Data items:

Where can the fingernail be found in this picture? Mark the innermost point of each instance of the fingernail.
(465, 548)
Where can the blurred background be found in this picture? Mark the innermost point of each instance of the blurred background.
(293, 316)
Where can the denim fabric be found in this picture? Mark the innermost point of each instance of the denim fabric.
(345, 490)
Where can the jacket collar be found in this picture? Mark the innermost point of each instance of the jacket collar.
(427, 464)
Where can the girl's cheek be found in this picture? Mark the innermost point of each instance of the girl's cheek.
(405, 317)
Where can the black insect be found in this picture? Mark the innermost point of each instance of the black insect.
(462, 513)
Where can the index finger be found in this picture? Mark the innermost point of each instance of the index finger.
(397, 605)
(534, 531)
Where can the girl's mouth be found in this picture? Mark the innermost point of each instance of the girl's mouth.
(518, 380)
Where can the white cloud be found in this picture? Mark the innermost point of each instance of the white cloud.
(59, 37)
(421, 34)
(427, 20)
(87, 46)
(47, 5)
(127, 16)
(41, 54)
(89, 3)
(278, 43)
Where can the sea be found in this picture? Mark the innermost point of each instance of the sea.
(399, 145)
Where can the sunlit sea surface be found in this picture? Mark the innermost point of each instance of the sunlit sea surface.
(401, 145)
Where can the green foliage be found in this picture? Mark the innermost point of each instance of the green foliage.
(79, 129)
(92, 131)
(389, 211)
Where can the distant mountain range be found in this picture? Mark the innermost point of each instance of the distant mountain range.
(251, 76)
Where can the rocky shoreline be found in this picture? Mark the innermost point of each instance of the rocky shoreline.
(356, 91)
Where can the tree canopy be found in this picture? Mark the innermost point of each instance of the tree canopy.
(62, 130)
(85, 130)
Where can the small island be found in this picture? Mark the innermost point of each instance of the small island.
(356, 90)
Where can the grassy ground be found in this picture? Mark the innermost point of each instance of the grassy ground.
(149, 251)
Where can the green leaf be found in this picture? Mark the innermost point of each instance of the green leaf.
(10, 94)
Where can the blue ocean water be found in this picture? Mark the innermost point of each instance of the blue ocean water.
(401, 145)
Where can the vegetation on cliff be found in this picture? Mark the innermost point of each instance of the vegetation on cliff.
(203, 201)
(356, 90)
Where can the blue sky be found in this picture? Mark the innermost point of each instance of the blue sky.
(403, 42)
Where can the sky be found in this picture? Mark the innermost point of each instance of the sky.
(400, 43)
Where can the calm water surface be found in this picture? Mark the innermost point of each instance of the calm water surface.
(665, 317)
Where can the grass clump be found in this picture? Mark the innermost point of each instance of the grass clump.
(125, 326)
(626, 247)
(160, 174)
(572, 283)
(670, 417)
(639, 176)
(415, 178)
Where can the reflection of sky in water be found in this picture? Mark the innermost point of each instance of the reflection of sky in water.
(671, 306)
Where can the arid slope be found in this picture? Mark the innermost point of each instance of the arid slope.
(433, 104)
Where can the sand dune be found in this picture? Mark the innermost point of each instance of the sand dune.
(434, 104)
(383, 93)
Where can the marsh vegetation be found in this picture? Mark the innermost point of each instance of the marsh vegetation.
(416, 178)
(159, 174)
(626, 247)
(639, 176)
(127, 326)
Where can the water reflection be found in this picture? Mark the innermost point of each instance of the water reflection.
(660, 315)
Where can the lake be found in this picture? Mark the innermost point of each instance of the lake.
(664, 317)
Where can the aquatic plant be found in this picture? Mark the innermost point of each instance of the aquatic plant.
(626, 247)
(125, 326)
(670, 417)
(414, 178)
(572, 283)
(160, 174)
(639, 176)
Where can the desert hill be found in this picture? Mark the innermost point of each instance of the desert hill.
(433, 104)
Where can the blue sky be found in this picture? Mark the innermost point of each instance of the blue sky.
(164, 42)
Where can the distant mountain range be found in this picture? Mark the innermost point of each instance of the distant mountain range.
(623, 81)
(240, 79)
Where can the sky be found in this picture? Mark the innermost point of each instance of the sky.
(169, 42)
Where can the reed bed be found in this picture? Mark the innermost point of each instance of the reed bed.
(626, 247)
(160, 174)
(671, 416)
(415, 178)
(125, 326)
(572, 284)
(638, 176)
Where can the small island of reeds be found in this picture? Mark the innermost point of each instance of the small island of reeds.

YOUR TASK: Go through the data and return every record exactly.

ANSWER SECTION:
Where can the fingernail be found in this picture? Mark the innermost point of each instance of the fingernail.
(465, 548)
Where can the blurred background be found in this picture? Mark the innermost point of each instance of the blurred background.
(293, 316)
Where can the denim fabric be found in this picture? Mark the innermost point of each instance of the denim fabric.
(345, 490)
Where can the jacket collar be found in this picture? Mark the innermost point of each instance of the jacket collar.
(427, 464)
Where can the girl's cheek be found in this picture? Mark the innermost point of each instance of the girl's cheek.
(405, 317)
Where can the black insect be found in this picture? Mark the innermost point of each instance of the black insect.
(462, 513)
Where can the index finger be found in this picture? Mark the innermost point of each instance of the index finger.
(397, 605)
(534, 531)
Where can the girl's mouth be found in this picture? Mark the innermost point of each instance of the girl's mouth.
(518, 380)
Where can the white cloud be found in this picture? Mark the innermost point of each instance of the white cloud.
(59, 37)
(421, 34)
(427, 20)
(87, 46)
(47, 5)
(127, 16)
(41, 54)
(89, 3)
(278, 43)
Where can the sea be found in this picture? Mark the innermost point of each instance of the sea.
(399, 145)
Where can the sunlit sea surface be found in this picture? Mark the innermost point of each instance of the sunlit sea surface.
(401, 145)
Where can the green foliage be found in this picture? Mark the innermost point of each instance of the green foliage.
(79, 129)
(92, 131)
(389, 211)
Where can the distant mountain range be found in this picture? Mark the innermost point of each instance of the distant mountain range.
(251, 76)
Where can the rocky shoreline be found in this picture? Mark the innermost point of each instance of the rocky shoreline.
(356, 91)
Where can the tree canopy be found in this picture? Mark the innermost point of each instance of the tree canopy.
(62, 130)
(85, 130)
Where can the small island be found in this picture? Mark the innermost point of each instance of the small island.
(356, 90)
Where can the grassy ground be found in this picture? Mark the innermost point of each instance of the grassy ground.
(149, 251)
Where can the green leaf be found in this picture? Mark the innermost point of each instance of the green leaf.
(10, 94)
Where can the blue ocean water be found in this picture? Mark the innermost point of each instance of the blue ocean water.
(401, 145)
Where can the vegetation on cliff be found in this picture? Mark the innermost point of each instance of the vegetation on cliff.
(203, 201)
(356, 90)
Where can the blue sky be found in this picture? Mark the innermost point of each instance of the blue sky.
(403, 42)
Where can the sky be found in this picture? Mark the innermost point of each instance of the sky.
(400, 43)
Where can the calm water surface be found in this picture? Mark the innermost point of each instance of the calm water surface.
(665, 317)
Where can the grass clump be found in this picture? Mark the innermost point of each instance of the grass clump.
(125, 326)
(626, 247)
(160, 174)
(572, 283)
(670, 417)
(639, 176)
(415, 178)
Where can the reflection of sky in water be found in this picture? Mark the innermost point of each instance of the reflection of sky in water.
(671, 306)
Where can the arid slope be found in this picture? Mark the innermost point of each instance of the arid slope.
(433, 104)
Where can the sand dune be found in this picture? Mark the innermost point of each instance of the sand dune.
(434, 104)
(383, 93)
Where can the marsh vegetation be found in this picture? Mark the innermost point of each instance of the marsh vegetation.
(416, 178)
(159, 174)
(626, 247)
(639, 176)
(127, 326)
Where can the water reflection be found in this picture? Mark the innermost point of each instance of the water reflection.
(660, 315)
Where can the lake be found in this picture? Mark the innermost point of each instance of the lake.
(664, 317)
Where can the aquatic plant be found in this picture? Mark the innermost point of each instance of the aquatic plant.
(626, 247)
(125, 326)
(670, 417)
(414, 178)
(572, 283)
(160, 174)
(639, 176)
Where can the desert hill be found in this picture? Mark the innermost point of each instance of the desert hill.
(433, 104)
Where can the blue sky be found in this picture? Mark the innermost point of each instance of the blue sky.
(164, 42)
Where can the distant mountain range be found in this picture? Mark the innermost point of each instance of the distant mountain range.
(623, 81)
(240, 79)
Where can the sky be found in this picture? Mark the innermost point of each instance of the sky.
(169, 42)
Where can the reed bed be found in this picture? Mark the innermost point of each instance of the reed bed.
(626, 247)
(160, 174)
(671, 416)
(415, 178)
(125, 326)
(572, 284)
(638, 176)
Where can the small island of reeds be found in this picture? Mark the innermost point of each instance of the small island of reeds.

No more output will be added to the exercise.